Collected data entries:
::::

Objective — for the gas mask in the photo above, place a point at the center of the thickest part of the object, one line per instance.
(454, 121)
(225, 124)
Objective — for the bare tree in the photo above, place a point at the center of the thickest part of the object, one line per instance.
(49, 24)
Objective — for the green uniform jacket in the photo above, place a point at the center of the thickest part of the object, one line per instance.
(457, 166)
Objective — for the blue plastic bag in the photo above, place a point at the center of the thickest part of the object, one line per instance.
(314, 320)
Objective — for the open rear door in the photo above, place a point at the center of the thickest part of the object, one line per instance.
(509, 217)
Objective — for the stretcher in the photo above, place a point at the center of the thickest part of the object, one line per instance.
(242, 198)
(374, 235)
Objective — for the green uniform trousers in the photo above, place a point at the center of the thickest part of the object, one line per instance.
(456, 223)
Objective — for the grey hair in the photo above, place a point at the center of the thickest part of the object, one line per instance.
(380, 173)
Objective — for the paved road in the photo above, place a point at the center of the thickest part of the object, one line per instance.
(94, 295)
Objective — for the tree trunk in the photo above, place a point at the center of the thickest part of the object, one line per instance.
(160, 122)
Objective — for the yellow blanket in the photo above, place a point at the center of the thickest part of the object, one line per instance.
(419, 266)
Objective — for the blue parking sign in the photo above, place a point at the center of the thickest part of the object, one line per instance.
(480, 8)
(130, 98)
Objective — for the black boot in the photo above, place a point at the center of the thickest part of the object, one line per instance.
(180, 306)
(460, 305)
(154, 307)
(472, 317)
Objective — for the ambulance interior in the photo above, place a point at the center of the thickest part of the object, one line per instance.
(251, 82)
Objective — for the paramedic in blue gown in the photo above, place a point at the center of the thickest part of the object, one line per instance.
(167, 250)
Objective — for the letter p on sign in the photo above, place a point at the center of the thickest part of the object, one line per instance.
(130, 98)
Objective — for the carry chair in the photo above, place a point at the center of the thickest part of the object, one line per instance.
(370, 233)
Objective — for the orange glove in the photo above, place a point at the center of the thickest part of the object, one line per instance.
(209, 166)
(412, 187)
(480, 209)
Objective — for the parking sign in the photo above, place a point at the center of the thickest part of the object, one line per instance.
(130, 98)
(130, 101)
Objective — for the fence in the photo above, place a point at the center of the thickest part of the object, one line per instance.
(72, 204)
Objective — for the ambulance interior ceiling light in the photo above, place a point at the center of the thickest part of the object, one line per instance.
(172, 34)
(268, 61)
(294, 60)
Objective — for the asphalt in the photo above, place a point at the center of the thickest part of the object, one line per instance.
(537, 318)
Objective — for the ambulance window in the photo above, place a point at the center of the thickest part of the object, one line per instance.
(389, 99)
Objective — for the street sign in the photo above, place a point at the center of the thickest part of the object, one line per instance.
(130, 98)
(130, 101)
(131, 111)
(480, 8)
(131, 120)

::::

> _TASK DESCRIPTION_
Every entry must be given again exactly as it reads.

> _OUTPUT OF THE TASK_
Objective — for the gas mask in the photo above, place a point at the center of the thickest part of the object, one line per instance.
(454, 121)
(225, 124)
Objective — for the bare tree in the photo above, place a point at the center of the thickest part of the object, one line per instance.
(49, 24)
Objective — for the green uniform jacket in the photo above, place a point at the center of the thickest part of the object, one line per instance.
(457, 166)
Objective — for the blue plastic bag in the photo above, place a point at the center of the thickest part of the object, one line per instance.
(314, 320)
Objective — for the open rear door in the photo above, place a point at the center of the thickest part of the object, one line per instance.
(509, 217)
Objective — for the stretcher in the photo above, place a point at the center of the thickest part of the object, one line per instance.
(242, 198)
(374, 235)
Objective — for the green uniform trousers in the photo above, place a point at the center of the thickest part of the object, one line per instance.
(456, 223)
Objective — for the grey hair in the photo above, place a point at the center of the thickest part of the object, one line per instance.
(380, 173)
Objective — for the paved road in the photo above, place a point at the center of the thickest part of the object, one line per instance.
(94, 295)
Objective — for the tree trunk in the photo above, place a point at the center of the thickest part of the object, one line per instance.
(160, 122)
Objective — for the yellow blanket in the photo above, place a point at the center of the thickest part of the object, one line per instance.
(419, 266)
Objective — for the blue parking sign in the photo above, place a point at the center of the thickest part of the object, one line per instance.
(480, 8)
(130, 98)
Objective — for the black boot in the photo above, place a point at the center of the thickest part of the object, one line per instance.
(180, 306)
(460, 305)
(154, 307)
(472, 317)
Objective — for the ambulance interior in the photo above, place a point at the center of the thickest part of the object, one line per instance.
(251, 82)
Objective — for the paramedic in blue gown in the photo above, place a point at the center of the thickest part of the object, one line per instance.
(167, 250)
Objective — for the letter p on sign in the photo above, place a point at the center of the thickest part of the object, one line per instance.
(130, 98)
Objective — for the carry chair in the photo above, place a point at the center of the thickest part of the object, one line per instance.
(370, 233)
Objective — for the orange glove in the photo above, place a point at the center of the thickest part of the object, one line per instance.
(209, 166)
(412, 187)
(480, 209)
Objective — for the parking sign in the photo above, place a point at the center of the thickest part of the object, one line per instance.
(130, 98)
(130, 101)
Objective — for the fence in the photo above, place a point at the center of the thickest part of the object, one line per instance.
(72, 204)
Objective — for the ambulance interior ceiling light in the photo above, place a point at the center of the thickest part of the object, one line per instance.
(172, 34)
(268, 61)
(294, 60)
Objective — for the asphalt in the photo above, place a point at the center of the thickest part of the object, one line per instance.
(537, 318)
Objective — for the ambulance window in the photo above, place a point at the center of the thickest part of the object, one line per instance.
(389, 99)
Objective — for the street sign in the photo above, place a point at the center of the thickest part of the object, one line per instance.
(130, 98)
(130, 101)
(131, 111)
(480, 8)
(131, 120)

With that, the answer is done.